[Your instructions]: Each record below needs to be written out exactly as it appears.

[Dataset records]
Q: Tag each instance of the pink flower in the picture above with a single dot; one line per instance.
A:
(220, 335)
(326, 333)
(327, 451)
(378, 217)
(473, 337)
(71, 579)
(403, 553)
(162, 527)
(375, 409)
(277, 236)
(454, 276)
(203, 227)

[Exercise solution]:
Q: Tag each instance of the pink flower in the picture above with a single dot; one line per instance.
A:
(220, 335)
(326, 333)
(327, 451)
(378, 217)
(473, 337)
(71, 579)
(403, 553)
(162, 527)
(375, 409)
(277, 236)
(454, 276)
(203, 227)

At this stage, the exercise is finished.